WHAT YOU WILL DO> Here is a set of records. Copy them all exactly.

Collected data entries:
-=-=-
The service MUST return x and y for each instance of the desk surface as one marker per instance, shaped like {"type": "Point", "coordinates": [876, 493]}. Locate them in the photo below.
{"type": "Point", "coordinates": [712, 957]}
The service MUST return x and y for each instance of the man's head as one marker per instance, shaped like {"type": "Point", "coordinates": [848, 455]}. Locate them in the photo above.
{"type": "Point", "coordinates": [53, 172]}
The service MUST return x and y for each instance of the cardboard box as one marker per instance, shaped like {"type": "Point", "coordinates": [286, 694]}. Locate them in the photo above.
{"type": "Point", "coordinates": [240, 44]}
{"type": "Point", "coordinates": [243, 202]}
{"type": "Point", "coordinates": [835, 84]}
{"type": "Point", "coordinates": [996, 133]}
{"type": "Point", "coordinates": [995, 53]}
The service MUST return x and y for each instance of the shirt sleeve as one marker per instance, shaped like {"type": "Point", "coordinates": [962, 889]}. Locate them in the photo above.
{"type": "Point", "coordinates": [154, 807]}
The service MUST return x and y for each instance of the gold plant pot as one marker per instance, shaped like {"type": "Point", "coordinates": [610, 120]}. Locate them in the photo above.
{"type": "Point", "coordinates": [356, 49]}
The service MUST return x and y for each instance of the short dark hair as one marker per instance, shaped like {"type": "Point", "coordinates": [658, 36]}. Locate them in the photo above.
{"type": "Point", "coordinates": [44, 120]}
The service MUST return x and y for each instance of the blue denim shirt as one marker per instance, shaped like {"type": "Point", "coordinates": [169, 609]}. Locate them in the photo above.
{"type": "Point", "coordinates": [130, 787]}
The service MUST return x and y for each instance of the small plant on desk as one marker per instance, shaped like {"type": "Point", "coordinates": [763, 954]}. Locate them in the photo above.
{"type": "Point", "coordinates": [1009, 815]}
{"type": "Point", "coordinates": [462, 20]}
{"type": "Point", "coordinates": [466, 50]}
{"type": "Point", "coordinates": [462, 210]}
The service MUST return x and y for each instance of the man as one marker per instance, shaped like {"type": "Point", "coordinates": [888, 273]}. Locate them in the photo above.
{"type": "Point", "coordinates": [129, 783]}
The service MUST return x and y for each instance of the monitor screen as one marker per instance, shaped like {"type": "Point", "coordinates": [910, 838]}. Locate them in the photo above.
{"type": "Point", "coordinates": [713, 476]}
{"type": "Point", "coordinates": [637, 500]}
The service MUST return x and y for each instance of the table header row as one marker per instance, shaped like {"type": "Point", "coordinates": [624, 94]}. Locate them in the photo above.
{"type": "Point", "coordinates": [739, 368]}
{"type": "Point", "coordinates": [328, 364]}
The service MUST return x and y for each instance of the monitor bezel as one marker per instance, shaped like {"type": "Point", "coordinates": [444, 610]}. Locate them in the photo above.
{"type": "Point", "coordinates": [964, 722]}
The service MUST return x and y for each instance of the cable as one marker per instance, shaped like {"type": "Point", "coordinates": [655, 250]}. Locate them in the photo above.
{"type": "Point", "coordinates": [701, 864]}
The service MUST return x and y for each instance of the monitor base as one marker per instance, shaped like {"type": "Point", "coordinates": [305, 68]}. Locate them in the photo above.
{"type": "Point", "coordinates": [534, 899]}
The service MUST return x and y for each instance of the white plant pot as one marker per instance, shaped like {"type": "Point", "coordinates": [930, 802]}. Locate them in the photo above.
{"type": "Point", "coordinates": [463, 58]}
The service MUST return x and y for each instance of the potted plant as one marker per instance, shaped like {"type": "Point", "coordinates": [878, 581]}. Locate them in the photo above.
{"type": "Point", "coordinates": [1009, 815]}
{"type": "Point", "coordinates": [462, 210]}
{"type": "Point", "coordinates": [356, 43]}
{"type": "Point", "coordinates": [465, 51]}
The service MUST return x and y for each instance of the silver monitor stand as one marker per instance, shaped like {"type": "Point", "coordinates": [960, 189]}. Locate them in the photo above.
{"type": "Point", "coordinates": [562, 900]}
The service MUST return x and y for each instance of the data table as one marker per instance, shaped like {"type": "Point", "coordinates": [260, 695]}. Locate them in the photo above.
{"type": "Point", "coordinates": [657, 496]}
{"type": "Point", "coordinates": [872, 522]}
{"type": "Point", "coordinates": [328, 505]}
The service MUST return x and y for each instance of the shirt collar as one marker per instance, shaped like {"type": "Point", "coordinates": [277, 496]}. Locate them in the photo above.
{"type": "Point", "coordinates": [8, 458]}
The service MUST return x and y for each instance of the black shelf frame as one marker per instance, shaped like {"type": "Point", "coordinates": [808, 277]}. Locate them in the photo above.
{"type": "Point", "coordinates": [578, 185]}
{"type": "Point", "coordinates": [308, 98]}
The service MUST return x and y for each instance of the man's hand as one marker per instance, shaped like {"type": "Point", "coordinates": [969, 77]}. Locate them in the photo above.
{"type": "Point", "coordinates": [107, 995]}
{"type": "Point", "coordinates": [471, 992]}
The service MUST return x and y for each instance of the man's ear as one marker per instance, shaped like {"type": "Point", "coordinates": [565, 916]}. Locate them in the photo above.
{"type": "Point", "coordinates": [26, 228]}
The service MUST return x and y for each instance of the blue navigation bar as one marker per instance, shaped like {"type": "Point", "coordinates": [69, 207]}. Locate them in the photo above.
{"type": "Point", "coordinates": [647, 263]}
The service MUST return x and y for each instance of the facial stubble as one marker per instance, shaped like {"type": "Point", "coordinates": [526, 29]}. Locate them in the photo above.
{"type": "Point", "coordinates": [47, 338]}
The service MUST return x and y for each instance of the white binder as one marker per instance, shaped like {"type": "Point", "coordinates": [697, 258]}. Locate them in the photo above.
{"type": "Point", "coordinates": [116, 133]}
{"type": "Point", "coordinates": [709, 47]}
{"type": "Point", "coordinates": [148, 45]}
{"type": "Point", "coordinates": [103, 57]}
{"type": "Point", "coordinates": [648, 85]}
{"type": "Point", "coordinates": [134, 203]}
-=-=-
EXERCISE OUTPUT>
The service MUST return x and y for each instance of the desk surface as one marker per instance, shaped like {"type": "Point", "coordinates": [876, 493]}. Locate them in the photo below.
{"type": "Point", "coordinates": [712, 957]}
The service MUST return x and y for each instance of the man's head as one marker per instance, shaped like {"type": "Point", "coordinates": [848, 455]}. Locate them in the photo above.
{"type": "Point", "coordinates": [53, 172]}
The service MUST return x and y for each instance of the cardboard box as one marker per instance, shaped like {"type": "Point", "coordinates": [286, 694]}. Locate them in the photo above.
{"type": "Point", "coordinates": [240, 44]}
{"type": "Point", "coordinates": [243, 202]}
{"type": "Point", "coordinates": [835, 84]}
{"type": "Point", "coordinates": [996, 133]}
{"type": "Point", "coordinates": [995, 53]}
The service MUST return x and y for each instance of the shirt sleeve as one marker per instance, shaped like {"type": "Point", "coordinates": [962, 889]}. Locate them in the photo above.
{"type": "Point", "coordinates": [154, 807]}
The service MUST return x and y for each instance of the gold plant pot as one marker per instance, shaped like {"type": "Point", "coordinates": [610, 120]}. Locate them in the photo above.
{"type": "Point", "coordinates": [356, 49]}
The service MUST return x and y for each instance of the short dark hair as one marker per instance, shaped like {"type": "Point", "coordinates": [658, 36]}. Locate them in the photo above.
{"type": "Point", "coordinates": [44, 120]}
The service MUST return x and y for each instance of the blue denim shirt as one marker per instance, shaped like {"type": "Point", "coordinates": [169, 609]}. Locate them in the photo above.
{"type": "Point", "coordinates": [130, 787]}
The service MUST return x and y for each instance of the small plant on desk as one marker per instance, shaped like {"type": "Point", "coordinates": [763, 954]}. Locate them in the photo above.
{"type": "Point", "coordinates": [1009, 815]}
{"type": "Point", "coordinates": [462, 20]}
{"type": "Point", "coordinates": [466, 50]}
{"type": "Point", "coordinates": [462, 210]}
The service MUST return x and y for each instance of the man as one marker per instance, shaped like {"type": "Point", "coordinates": [888, 273]}. Locate them in the photo above.
{"type": "Point", "coordinates": [129, 783]}
The service MUST return x and y for each instance of the monitor screen as one marker per instance, shaped like {"type": "Point", "coordinates": [910, 838]}. Locate them in the photo above.
{"type": "Point", "coordinates": [713, 476]}
{"type": "Point", "coordinates": [637, 500]}
The service MUST return x and y for each instance of the table header row as one marker per instance, shaped like {"type": "Point", "coordinates": [624, 94]}. Locate them in the photo above.
{"type": "Point", "coordinates": [739, 368]}
{"type": "Point", "coordinates": [328, 364]}
The service MUST return x and y for each instance of the monitor bezel as one marker per instance, shaped like {"type": "Point", "coordinates": [444, 610]}. Locate them in the photo above.
{"type": "Point", "coordinates": [964, 722]}
The service MUST return x and y for each instance of the cable as one marker per instance, shaped like {"type": "Point", "coordinates": [655, 250]}. Locate them in the photo above.
{"type": "Point", "coordinates": [701, 864]}
The service MUST return x and y for each instance of the monitor base as one marker per instance, shaped like {"type": "Point", "coordinates": [305, 68]}. Locate them in the photo above.
{"type": "Point", "coordinates": [534, 899]}
The service MUST return x and y for each instance of the white plant pot as one marker per instance, shaped like {"type": "Point", "coordinates": [930, 802]}. Locate them in the photo above.
{"type": "Point", "coordinates": [463, 58]}
The service MUST return x and y for each instance of the potted plant as one marker per instance, shaped like {"type": "Point", "coordinates": [878, 581]}. Locate them in the photo above.
{"type": "Point", "coordinates": [1009, 815]}
{"type": "Point", "coordinates": [462, 210]}
{"type": "Point", "coordinates": [356, 43]}
{"type": "Point", "coordinates": [465, 51]}
The service MUST return x and y for each instance of the silver monitor stand as one marker per instance, shaped like {"type": "Point", "coordinates": [960, 189]}. Locate them in the photo above.
{"type": "Point", "coordinates": [562, 900]}
The service MUST return x and y for each instance of the data table as one marker per instance, shaped like {"type": "Point", "coordinates": [260, 695]}. Locate them in the photo above.
{"type": "Point", "coordinates": [657, 496]}
{"type": "Point", "coordinates": [872, 522]}
{"type": "Point", "coordinates": [328, 505]}
The service MUST return x and y for each instance of the shirt collar as one marker per instance, shaped like {"type": "Point", "coordinates": [277, 496]}. Locate them in the photo above.
{"type": "Point", "coordinates": [8, 458]}
The service MUST return x and y for each instance of the black shelf frame as one marker per instance, shaped like {"type": "Point", "coordinates": [808, 277]}. Locate them in the photo above.
{"type": "Point", "coordinates": [578, 185]}
{"type": "Point", "coordinates": [308, 98]}
The service MUST return x and y for each instance of the man's hand as one marker per instance, shaped like {"type": "Point", "coordinates": [969, 77]}. Locate them in the photo above.
{"type": "Point", "coordinates": [107, 995]}
{"type": "Point", "coordinates": [471, 992]}
The service MUST return x and y for each instance of the man's ear as one marker per instance, shaped like {"type": "Point", "coordinates": [565, 916]}. Locate them in the photo above.
{"type": "Point", "coordinates": [26, 228]}
The service MUST return x and y for each instance of the blue navigation bar as one marker per instance, shaped like {"type": "Point", "coordinates": [69, 207]}. Locate them in the photo above.
{"type": "Point", "coordinates": [647, 263]}
The service MUST return x and y for each instance of the facial stubble as one marker per instance, shaped like {"type": "Point", "coordinates": [526, 29]}. Locate them in the photo above.
{"type": "Point", "coordinates": [47, 338]}
The service MUST return x and y for each instance of the white binder as one marker per instance, shaped like {"type": "Point", "coordinates": [697, 258]}. Locate them in the photo above.
{"type": "Point", "coordinates": [116, 133]}
{"type": "Point", "coordinates": [709, 47]}
{"type": "Point", "coordinates": [148, 45]}
{"type": "Point", "coordinates": [103, 57]}
{"type": "Point", "coordinates": [648, 85]}
{"type": "Point", "coordinates": [134, 203]}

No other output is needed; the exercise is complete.